====== Excerpted records ======

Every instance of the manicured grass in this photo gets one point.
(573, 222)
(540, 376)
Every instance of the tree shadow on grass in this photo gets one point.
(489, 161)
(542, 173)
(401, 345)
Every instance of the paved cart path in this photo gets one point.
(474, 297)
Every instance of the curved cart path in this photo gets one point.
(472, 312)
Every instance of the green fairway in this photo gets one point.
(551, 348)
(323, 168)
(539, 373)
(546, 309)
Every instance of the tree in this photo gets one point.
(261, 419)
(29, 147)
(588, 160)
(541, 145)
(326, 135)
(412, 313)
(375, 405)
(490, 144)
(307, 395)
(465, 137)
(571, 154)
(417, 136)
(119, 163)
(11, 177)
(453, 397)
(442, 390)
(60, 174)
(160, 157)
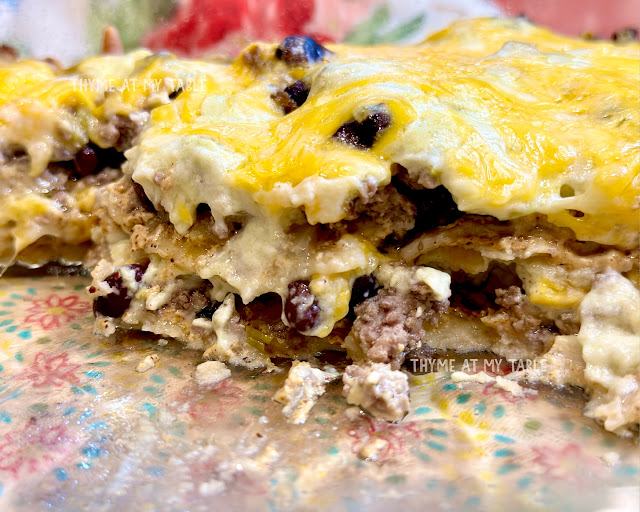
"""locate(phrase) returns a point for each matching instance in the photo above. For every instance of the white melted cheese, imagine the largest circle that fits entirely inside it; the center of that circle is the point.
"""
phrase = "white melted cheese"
(610, 338)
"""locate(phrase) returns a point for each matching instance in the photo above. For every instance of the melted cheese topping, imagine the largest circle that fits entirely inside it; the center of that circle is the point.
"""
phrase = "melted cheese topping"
(510, 118)
(50, 114)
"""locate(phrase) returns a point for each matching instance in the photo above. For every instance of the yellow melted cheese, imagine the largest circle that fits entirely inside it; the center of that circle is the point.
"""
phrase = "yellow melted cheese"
(512, 119)
(50, 114)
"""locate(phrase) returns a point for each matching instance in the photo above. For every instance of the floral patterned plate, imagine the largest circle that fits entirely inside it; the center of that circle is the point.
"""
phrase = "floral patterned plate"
(80, 429)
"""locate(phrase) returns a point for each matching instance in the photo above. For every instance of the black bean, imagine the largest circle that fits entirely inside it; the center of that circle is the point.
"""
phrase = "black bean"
(362, 134)
(298, 92)
(301, 50)
(90, 160)
(292, 97)
(300, 307)
(363, 288)
(176, 93)
(142, 197)
(85, 162)
(208, 311)
(115, 303)
(139, 270)
(118, 301)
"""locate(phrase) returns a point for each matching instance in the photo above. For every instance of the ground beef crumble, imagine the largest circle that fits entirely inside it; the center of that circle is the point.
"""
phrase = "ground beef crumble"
(377, 388)
(519, 321)
(390, 324)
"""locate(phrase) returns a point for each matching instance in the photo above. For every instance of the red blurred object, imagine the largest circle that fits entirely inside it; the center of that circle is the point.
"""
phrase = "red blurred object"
(575, 17)
(200, 24)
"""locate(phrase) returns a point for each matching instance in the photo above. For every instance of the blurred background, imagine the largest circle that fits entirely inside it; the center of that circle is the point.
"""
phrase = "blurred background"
(71, 29)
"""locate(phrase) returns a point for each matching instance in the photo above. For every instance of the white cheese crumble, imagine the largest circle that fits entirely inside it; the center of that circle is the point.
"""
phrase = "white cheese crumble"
(147, 363)
(210, 373)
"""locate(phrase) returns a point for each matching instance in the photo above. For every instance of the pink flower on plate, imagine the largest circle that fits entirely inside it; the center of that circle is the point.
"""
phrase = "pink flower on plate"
(377, 439)
(31, 448)
(566, 462)
(50, 312)
(54, 370)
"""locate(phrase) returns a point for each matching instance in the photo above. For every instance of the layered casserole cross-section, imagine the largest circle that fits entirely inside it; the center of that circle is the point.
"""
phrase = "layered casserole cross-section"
(476, 192)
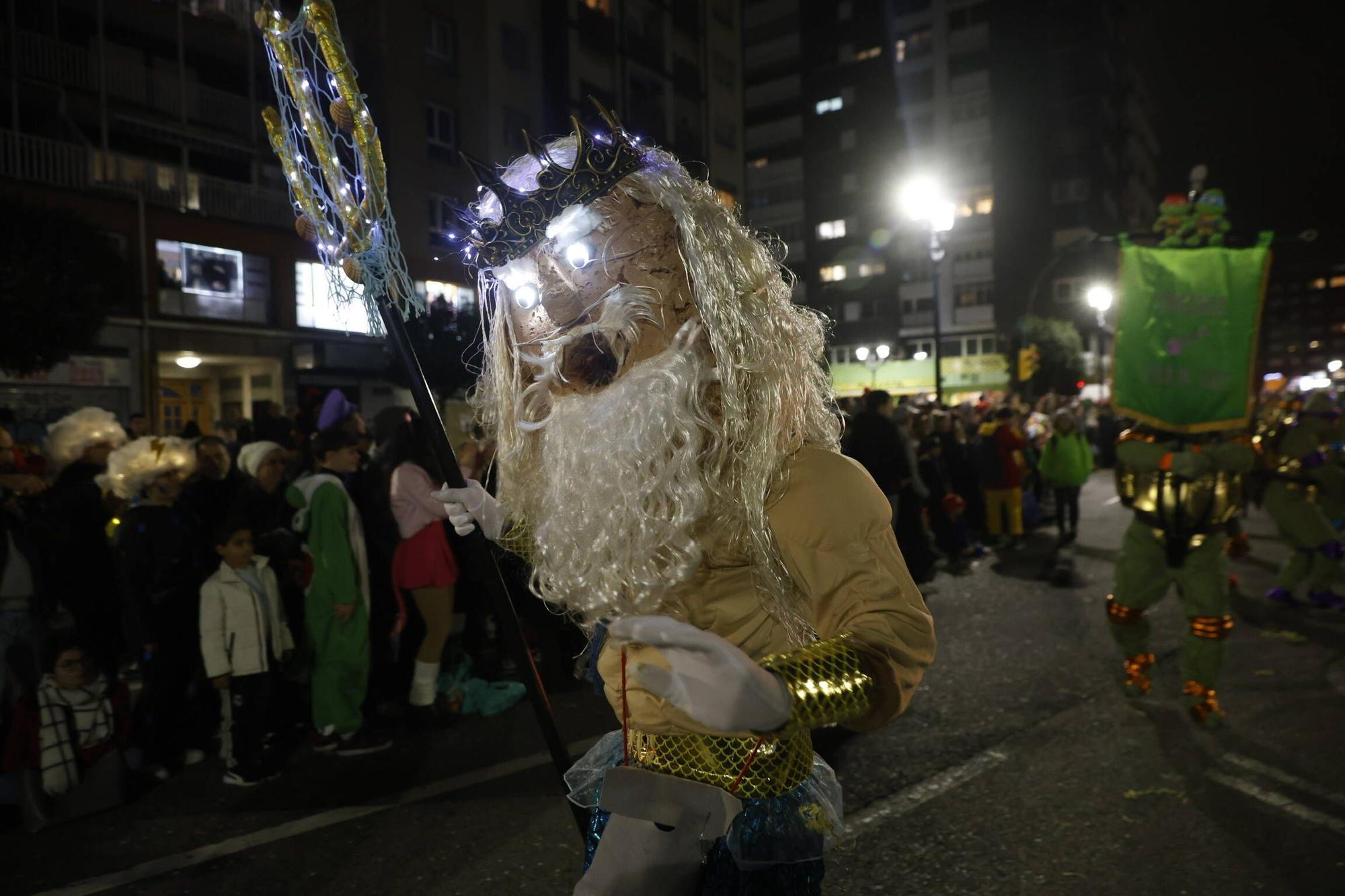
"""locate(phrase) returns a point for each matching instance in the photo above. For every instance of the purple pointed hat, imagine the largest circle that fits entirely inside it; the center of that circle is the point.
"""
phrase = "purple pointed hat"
(337, 409)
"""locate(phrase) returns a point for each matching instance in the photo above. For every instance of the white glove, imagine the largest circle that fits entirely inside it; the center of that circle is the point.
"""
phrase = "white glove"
(471, 506)
(712, 681)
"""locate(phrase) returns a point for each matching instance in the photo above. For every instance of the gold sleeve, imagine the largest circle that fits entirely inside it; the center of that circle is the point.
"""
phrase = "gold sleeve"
(517, 538)
(828, 682)
(835, 532)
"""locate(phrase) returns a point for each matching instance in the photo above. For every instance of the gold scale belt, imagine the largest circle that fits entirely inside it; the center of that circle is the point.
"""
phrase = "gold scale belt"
(778, 764)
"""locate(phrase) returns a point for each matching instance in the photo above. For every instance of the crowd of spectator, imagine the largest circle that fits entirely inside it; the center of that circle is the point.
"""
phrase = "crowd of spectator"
(977, 475)
(173, 598)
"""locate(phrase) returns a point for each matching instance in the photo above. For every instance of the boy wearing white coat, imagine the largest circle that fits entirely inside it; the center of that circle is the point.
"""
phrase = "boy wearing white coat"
(244, 637)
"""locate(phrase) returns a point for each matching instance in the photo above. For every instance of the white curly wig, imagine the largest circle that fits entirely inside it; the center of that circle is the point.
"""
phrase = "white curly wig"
(773, 397)
(132, 467)
(69, 436)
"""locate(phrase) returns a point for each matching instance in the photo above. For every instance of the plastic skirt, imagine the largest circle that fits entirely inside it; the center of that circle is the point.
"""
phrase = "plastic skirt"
(426, 560)
(792, 829)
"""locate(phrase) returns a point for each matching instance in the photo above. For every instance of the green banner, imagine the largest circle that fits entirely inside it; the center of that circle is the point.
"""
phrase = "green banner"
(1187, 329)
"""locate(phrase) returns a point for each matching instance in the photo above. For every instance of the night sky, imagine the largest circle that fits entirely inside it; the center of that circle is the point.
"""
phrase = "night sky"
(1257, 96)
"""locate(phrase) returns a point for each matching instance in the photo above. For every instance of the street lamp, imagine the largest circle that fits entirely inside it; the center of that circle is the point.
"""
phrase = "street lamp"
(923, 200)
(1100, 298)
(874, 360)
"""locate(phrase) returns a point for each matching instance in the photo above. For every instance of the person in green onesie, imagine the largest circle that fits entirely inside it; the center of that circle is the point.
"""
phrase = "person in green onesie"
(1183, 490)
(1304, 495)
(337, 599)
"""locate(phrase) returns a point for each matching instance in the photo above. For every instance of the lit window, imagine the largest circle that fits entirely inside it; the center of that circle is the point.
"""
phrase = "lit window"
(439, 40)
(832, 229)
(451, 292)
(322, 304)
(440, 126)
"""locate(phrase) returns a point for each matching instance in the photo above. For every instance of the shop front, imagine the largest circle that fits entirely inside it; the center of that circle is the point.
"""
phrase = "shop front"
(964, 377)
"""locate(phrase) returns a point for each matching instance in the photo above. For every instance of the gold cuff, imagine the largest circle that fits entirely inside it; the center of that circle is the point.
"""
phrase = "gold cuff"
(827, 682)
(747, 767)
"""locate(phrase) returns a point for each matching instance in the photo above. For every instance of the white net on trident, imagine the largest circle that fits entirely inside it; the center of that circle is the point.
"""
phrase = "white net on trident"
(328, 145)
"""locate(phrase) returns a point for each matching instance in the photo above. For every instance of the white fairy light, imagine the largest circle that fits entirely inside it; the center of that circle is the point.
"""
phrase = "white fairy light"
(579, 255)
(527, 296)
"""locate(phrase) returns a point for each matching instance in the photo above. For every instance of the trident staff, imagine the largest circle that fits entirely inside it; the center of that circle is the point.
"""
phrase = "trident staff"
(353, 227)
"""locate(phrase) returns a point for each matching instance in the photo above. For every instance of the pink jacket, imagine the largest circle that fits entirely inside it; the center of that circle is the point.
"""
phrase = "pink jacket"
(412, 505)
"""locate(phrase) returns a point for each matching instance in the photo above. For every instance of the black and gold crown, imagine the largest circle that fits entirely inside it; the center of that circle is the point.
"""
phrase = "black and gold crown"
(601, 162)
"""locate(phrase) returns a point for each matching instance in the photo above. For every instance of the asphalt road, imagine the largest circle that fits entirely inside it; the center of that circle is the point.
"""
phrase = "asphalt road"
(1019, 768)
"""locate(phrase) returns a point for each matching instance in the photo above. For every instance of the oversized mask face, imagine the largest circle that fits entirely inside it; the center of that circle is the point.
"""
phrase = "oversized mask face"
(603, 292)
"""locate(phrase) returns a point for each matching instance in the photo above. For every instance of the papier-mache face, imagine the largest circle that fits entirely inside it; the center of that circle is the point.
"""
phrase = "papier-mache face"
(646, 374)
(606, 291)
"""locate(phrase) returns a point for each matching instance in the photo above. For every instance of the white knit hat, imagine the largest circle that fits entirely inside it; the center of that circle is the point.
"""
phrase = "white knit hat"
(132, 467)
(69, 436)
(252, 455)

======

_The task_
Your answer should be exactly the lines of the material above, starting at the one that holds "of the oversized" and ending with the last.

_Written answer_
"""locate(phrase) returns a point for each matching instance in the photo above. For every instance of the oversized mask face, imagine the largest circle that fits entirely inside it; the center of that circle is the point.
"""
phrase = "oversized mask face"
(603, 292)
"""locate(phrase) returns a point for each matching instance in the photo above. For every instance of the papier-mache face, imagine the largest circle that fits entirely inside it; the center of that circle is the point.
"""
phrase = "papier-mache face"
(646, 374)
(606, 291)
"""locate(phrase) returns a point for each matching instance in the photo above. For every instance of the white knit hat, imagine the largest circle that fits entirely inside it; the center of that circle is the point.
"""
phrase = "white knit hat"
(132, 467)
(69, 436)
(252, 455)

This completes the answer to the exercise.